**** ARTICLE
# Antec Warranty Extension Campaign for  Select Products(PSUs)



## rijinpk1 (Dec 25, 2013)

Antec is conducting a Warranty Extension Campaign for Select Products(PSUs) from 1st July 2013 to 30th April 2014.

from the official website,


> 1. Once you purchase any one of the eligible products, kindly register the product and upload the scanned copy of the invoice of the product.
> The product models eligible and warranty details for this campaign are as below:
> BP series - BP300P/BP400PX – 2 + 1 ( 2 years default and 1 year additional warranty)
> VP Series - VP450P/VP550P/VP650P – 2 + 2 ( 2 years default and 2 year additional warranty)
> ...



This is a great move by Antec and will attract potential buyers. there are rules to follow. 


> Terms and Conditions
> 
> 1. This offer is valid only from 1st July 2013 to 30th April 2014 on select products as mentioned above. Any purchases
> made before or after the requisite dates aren’t eligible for this offer.
> ...



here is the source Antec - Support

anyhow, even it says that registration must be done within 14 days of purchase, try your luck if you haven't applied yet.Because i got my warranty extended for my 9 months old product.


----------



## ASHISH65 (Dec 25, 2013)

Good move by antec


----------



## rijinpk1 (Dec 25, 2013)

ASHISH65 said:


> Good move by antec



definitely it is. would be a welcome for antec select psu owners


----------



## bssunilreddy (Dec 25, 2013)

Welcome move by Antec.


----------



## ASHISH65 (Dec 25, 2013)

Does anyone know who handles RMA of antec products in india ?


----------



## rijinpk1 (Dec 25, 2013)

ASHISH65 said:


> Does anyone know who handles RMA of antec products in india ?



Here is what antec website says


> If your product needs to be returned within the warranty period, please do so through the retailer or distributor from whom you purchased the product.


----------



## harshilsharma63 (Dec 25, 2013)

^ And what if you purchased online?


----------



## rijinpk1 (Dec 25, 2013)

harshilsharma63 said:


> ^ And what if you purchased online?



there e-mail support is there. that is what helped me to get extended warranty for my 9 months old product .


----------



## saswat23 (Dec 25, 2013)

They should make that extension permanent.


----------



## The Sorcerer (Dec 25, 2013)

There was a time when we had VX series from Corsair? It had 5 years warranty no questions asked no registrations needed. Coolermaster GX Series is 5 years by default. There's going to one more series? I think its GM? Seasonic S12II 430 is also 5 years warranty???? Antec should rather release the newer units WITH 5 years warranty by default. I really don't think its a good thing, its nothing new. Its annoying that you have to register to get something that Corsair, CM and Seasonic gives by default. Just keep an eye on Antec pricing, just in case. Its a typical case of taking 1/3rd part of the food that you paid for and giving it back, saying that you're giving it "for free". What's there to scrutinize? What if distributors take a backflip? Before they hooked up with abacus and dozens of sub distris, they used to hope from one distributor to another. So if you're buying Antec, buy from shops which will take care of the rma on your behalf: like Prime ABGB, maybe SMC and IT Depot.
********
◆ **REQUIREMENTS**:
1. Rewrite the Antec warranty thread starting at "Here is what" and ending at "purchased the product.", substituting "seller" for "retailer".
2. According to the Antec warranty thread, during what period is the warranty extension campaign for select power supplies valid?
**** EXCERPTED RECORDS
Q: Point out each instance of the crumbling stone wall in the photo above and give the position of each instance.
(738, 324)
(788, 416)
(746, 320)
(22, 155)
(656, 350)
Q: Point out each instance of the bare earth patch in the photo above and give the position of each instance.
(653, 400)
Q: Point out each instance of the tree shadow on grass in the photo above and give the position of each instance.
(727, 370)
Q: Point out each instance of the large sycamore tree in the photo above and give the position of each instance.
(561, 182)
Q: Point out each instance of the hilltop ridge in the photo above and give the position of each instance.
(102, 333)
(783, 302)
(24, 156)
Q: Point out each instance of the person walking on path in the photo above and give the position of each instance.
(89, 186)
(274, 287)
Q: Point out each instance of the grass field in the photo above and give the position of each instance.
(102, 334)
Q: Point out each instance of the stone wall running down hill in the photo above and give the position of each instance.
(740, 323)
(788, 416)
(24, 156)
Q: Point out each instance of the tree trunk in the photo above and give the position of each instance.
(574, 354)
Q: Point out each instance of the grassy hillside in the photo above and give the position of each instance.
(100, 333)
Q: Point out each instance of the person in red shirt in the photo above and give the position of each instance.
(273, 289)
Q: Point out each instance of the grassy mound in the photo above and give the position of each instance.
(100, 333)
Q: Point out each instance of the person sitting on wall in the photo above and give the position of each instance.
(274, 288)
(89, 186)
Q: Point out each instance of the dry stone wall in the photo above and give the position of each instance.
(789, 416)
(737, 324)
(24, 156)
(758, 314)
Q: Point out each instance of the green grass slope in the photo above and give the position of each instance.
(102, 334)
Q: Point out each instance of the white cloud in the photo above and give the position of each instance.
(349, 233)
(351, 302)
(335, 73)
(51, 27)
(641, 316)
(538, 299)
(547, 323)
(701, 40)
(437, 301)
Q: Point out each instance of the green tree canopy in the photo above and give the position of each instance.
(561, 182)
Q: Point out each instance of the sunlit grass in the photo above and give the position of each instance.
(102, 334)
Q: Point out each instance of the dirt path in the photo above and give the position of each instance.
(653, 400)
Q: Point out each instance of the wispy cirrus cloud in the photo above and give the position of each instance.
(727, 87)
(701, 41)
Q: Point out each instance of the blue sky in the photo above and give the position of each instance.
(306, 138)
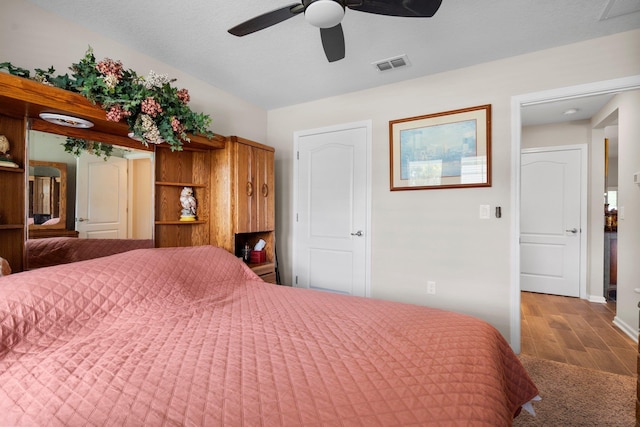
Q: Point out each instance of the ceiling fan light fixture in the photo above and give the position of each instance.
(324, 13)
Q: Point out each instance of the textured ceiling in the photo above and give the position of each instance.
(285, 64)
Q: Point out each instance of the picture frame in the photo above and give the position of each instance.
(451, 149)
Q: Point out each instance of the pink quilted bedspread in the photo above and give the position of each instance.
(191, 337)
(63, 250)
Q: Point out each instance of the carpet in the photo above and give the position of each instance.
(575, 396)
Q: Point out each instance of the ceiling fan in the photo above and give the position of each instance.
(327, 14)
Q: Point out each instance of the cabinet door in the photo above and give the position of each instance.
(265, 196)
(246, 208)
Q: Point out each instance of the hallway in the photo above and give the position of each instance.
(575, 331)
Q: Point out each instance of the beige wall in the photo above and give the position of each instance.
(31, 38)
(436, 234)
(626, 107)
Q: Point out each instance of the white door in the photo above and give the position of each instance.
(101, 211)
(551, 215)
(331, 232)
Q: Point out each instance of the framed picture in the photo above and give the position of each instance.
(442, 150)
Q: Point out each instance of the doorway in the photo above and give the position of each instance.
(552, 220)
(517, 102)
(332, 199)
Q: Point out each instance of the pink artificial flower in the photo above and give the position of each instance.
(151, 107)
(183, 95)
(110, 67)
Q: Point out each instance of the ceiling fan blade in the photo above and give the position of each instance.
********
**** EXCERPTED RECORDS
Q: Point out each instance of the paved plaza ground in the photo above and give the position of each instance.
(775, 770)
********
◆ **OUTPUTS IN ORDER**:
1.
Here is what antec website says


> If your product needs to be returned within the warranty period, please do so through the seller or distributor from whom you purchased the product.

2. From 1st July 2013 to 30th April 2014.